_Excerpted passage_
****************************************

Tuesday, June 2, 2009

May 2009 Meeting Minutes

Mary Woltmann, president, welcome, 51 members, 7 guests

ANNOUNCEMENTS:

  • introduction of guests
  • thanks to Barbara Hoffman for the Sewing Studio program
  • details about the tote class with Beth Jessup on June 13th
  • new guild website announced, http://www.rivercityquilts.blogspot.com/
  • guild auction moved to October

BREAK

PROGRAM:
- Lynn Roddy Brown lecture - "Scrap Quilts According to Me"
Question, "Who has more fabric than they can ever use?" A show of many hands. Early in her marriage, she received a scrap quilt from a relative and hated it. It was a dark, medium, light quandary.
Scrap Axioms: A well designed scrap quilt makes you "look across" the quilt, not lingering in one spot. Roberta Horton says, 'a scrap quilt cannot be memorized.'
VALUE: the basis of scrap quilting, the placement of value makes the secondary pattern.
MAKE A DECISION AND STICK TO IT: separate darks and lights and stick to it. Don't mix. Arrange all of your fabrics by value light to dark. Look at the sequence. Make sure there is a noticeable "gap" in the value sequence, between the (lightest) dark and the (darkest) light. Do not use fabric that has large dots, the light spots can throw off the value comparison.

****************************************

_Data listing_
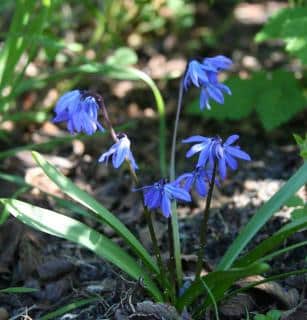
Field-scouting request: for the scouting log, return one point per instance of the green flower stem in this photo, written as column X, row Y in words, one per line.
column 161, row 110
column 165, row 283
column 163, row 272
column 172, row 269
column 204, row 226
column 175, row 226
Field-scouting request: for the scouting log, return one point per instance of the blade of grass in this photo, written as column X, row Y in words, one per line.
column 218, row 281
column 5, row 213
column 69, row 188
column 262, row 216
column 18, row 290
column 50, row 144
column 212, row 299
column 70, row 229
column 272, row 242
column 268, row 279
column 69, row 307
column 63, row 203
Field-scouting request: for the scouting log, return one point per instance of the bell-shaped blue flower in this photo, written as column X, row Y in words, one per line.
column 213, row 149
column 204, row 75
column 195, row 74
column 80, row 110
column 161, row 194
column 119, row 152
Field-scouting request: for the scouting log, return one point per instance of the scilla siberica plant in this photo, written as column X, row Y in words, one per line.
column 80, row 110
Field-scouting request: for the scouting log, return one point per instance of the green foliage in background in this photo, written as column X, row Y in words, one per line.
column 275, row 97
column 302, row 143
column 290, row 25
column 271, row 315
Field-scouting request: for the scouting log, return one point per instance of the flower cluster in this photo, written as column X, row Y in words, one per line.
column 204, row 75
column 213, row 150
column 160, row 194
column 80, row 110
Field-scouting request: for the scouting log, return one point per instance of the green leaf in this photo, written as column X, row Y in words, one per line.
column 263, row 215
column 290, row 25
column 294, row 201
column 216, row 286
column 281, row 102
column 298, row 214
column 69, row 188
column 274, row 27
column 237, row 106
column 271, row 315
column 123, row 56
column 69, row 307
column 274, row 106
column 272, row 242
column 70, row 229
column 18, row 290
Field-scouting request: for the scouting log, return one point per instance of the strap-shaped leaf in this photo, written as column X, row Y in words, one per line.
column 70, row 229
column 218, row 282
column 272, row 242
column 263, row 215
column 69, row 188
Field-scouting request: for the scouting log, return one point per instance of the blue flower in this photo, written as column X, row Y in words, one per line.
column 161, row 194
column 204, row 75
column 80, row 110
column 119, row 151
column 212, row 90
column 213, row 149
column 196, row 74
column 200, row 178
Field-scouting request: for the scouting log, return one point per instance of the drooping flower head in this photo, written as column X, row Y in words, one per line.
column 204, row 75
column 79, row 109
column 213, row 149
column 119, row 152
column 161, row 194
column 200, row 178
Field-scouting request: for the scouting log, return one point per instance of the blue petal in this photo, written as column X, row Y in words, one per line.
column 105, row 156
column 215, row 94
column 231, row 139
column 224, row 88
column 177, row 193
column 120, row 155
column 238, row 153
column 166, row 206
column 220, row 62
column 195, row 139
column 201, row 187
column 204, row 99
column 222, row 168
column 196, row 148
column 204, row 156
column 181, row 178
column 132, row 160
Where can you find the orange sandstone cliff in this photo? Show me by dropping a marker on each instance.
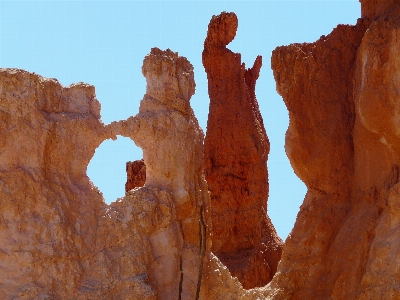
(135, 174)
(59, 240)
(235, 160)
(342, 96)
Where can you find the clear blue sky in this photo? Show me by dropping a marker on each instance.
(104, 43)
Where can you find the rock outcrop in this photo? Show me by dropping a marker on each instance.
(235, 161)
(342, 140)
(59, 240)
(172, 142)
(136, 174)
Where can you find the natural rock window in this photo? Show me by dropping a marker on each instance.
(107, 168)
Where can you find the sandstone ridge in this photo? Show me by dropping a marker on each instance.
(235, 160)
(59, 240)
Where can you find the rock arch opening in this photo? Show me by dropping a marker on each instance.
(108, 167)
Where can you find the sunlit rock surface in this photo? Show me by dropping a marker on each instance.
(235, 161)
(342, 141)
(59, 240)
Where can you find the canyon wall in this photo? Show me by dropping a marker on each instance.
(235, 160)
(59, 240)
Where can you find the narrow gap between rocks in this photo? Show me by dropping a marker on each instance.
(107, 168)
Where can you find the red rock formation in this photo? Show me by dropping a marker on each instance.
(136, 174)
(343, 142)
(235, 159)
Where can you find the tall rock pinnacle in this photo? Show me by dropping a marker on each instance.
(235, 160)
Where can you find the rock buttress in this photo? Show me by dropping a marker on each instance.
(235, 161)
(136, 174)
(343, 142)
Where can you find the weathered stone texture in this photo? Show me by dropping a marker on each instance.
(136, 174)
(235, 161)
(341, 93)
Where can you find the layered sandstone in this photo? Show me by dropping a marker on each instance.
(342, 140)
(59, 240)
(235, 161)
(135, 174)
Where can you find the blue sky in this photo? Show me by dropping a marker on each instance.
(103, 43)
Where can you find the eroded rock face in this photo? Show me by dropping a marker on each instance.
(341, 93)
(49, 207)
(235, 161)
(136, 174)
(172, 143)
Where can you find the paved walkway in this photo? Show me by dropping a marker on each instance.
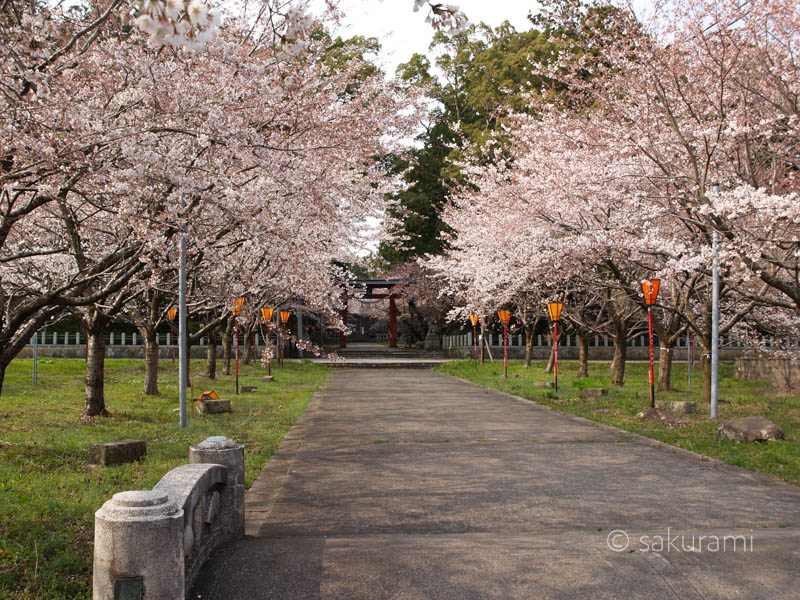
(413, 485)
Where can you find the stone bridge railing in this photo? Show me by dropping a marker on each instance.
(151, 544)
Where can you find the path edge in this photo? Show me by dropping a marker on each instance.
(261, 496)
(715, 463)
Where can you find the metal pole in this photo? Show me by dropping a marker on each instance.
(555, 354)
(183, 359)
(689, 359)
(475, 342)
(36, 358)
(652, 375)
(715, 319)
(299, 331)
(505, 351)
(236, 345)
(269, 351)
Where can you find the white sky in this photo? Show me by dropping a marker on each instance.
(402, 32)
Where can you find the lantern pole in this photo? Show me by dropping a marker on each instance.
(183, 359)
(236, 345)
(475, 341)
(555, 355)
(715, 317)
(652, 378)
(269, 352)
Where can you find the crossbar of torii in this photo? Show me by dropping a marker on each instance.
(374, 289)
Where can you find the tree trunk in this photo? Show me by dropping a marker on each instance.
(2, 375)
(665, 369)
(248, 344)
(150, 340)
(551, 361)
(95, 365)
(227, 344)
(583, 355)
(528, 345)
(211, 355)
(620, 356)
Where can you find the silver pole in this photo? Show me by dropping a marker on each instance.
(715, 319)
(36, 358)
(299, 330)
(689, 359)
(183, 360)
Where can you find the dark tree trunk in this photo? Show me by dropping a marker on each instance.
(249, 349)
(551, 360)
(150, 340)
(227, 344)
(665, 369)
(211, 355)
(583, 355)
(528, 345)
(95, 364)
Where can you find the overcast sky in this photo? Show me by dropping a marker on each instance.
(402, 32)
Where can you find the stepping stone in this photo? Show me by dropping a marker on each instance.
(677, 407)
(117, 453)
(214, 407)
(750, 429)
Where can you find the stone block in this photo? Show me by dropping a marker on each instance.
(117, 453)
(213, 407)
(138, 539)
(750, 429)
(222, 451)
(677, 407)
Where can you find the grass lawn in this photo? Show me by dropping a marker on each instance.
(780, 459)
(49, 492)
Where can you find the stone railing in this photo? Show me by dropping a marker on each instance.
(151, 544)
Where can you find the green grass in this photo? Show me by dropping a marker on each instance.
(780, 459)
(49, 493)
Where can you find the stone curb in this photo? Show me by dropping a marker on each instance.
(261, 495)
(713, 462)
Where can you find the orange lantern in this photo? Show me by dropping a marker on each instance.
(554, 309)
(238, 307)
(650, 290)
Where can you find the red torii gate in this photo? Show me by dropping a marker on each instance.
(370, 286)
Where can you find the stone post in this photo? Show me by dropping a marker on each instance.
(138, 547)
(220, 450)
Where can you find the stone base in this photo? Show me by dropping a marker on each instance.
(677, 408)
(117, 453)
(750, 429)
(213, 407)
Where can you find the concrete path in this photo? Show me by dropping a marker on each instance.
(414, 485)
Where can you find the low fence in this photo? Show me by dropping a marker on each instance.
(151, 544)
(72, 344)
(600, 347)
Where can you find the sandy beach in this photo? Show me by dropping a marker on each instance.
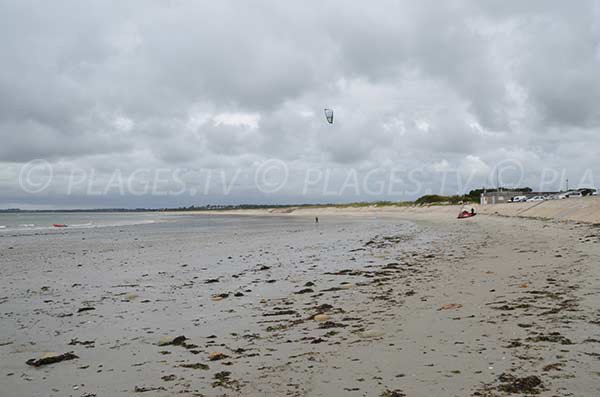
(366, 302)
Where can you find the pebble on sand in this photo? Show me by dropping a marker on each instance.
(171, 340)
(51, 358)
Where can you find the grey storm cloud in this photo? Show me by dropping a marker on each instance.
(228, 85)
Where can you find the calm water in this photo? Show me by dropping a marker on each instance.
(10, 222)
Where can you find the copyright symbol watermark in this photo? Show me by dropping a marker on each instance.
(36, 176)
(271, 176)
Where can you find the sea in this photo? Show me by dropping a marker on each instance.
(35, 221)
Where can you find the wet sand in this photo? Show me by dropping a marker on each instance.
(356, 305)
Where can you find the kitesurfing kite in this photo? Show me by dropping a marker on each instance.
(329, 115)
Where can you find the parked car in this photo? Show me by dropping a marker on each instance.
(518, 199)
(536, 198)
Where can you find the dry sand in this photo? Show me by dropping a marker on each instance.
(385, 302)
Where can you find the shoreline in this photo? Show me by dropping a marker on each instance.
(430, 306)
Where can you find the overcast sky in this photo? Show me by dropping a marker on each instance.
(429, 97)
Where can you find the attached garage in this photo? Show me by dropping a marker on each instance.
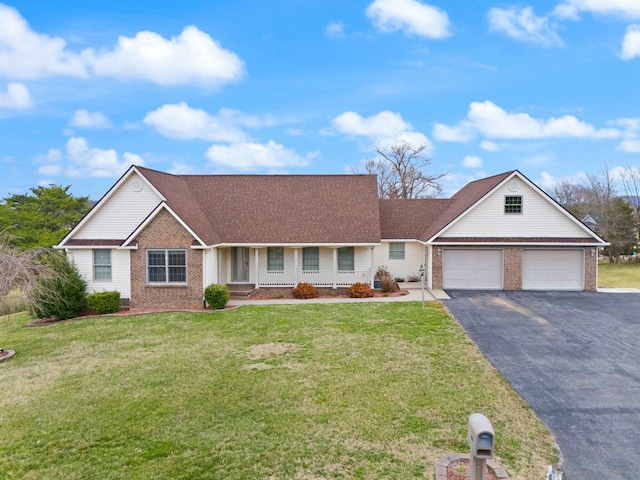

****************************************

_Goal 1_
In the meeting minutes, to what month was the guild auction moved?
_Goal 2_
Extend the meeting minutes past their final line, keeping the same note-taking style.

_Exercise answer 1_
October

_Exercise answer 2_
SCRAP QUILT BY COLOR - make a 2 color quilt. All the dark values in one color, and all the light values in the 2nd color. Obey the rule, or mistakes will pop out at you. You can "loose the value" if all the red fabrics are the same value. Reds go a long way!! Solids and batiks are for making edges, lines, or stopping points - a soft place for your eyes to rest. Use big prints for borders or backings.
SCRAP QUILT BY RELATED FABRICS - this could be a fabric producer's line (like Moda charm packs), kids' fabrics, Civil War, Thimbleberries, and Kaffe Fassett. Sale table fabrics, the really ugly ones make great scraps. When using children's brights on a common background (either black or white background), use any color other than black to break it up. The edges get lost.
- Muslin goes with everything. "The worse my Life gets, the more I sew."
STAND ALONE BLOCKS - the block pattern is apparent (like churn dash), lights and darks are easily seen on a quilt.
**In Scrap Quilting, through the placement of light and dark values create an underlying structure (or secondary design) and holds the quilt together.
PURPLE GOES WITH EVERYTHING - particularly as a border. Match the value of the quilting thread to the border. Brassy gold thread (Fons & Porter) makes your quilting show up.
BRASSY GOLD FABRIC - makes a great inner border; a clean break. often on the sale table.
SUNKEN COST - THE MANTRA OF EVERY QUILTER - Sunken cost is the money you expended on something that you will not recoup, i.e. you are the mother of the bride, you spend outrageous dollars on a dress you wear only once. The money is spent. In quilting, you purchase fabric for your stash that you just had to have. Same thing. Once the money is spent on your stash, then any quilt you make is in economic terms, "FREE." I like economics!!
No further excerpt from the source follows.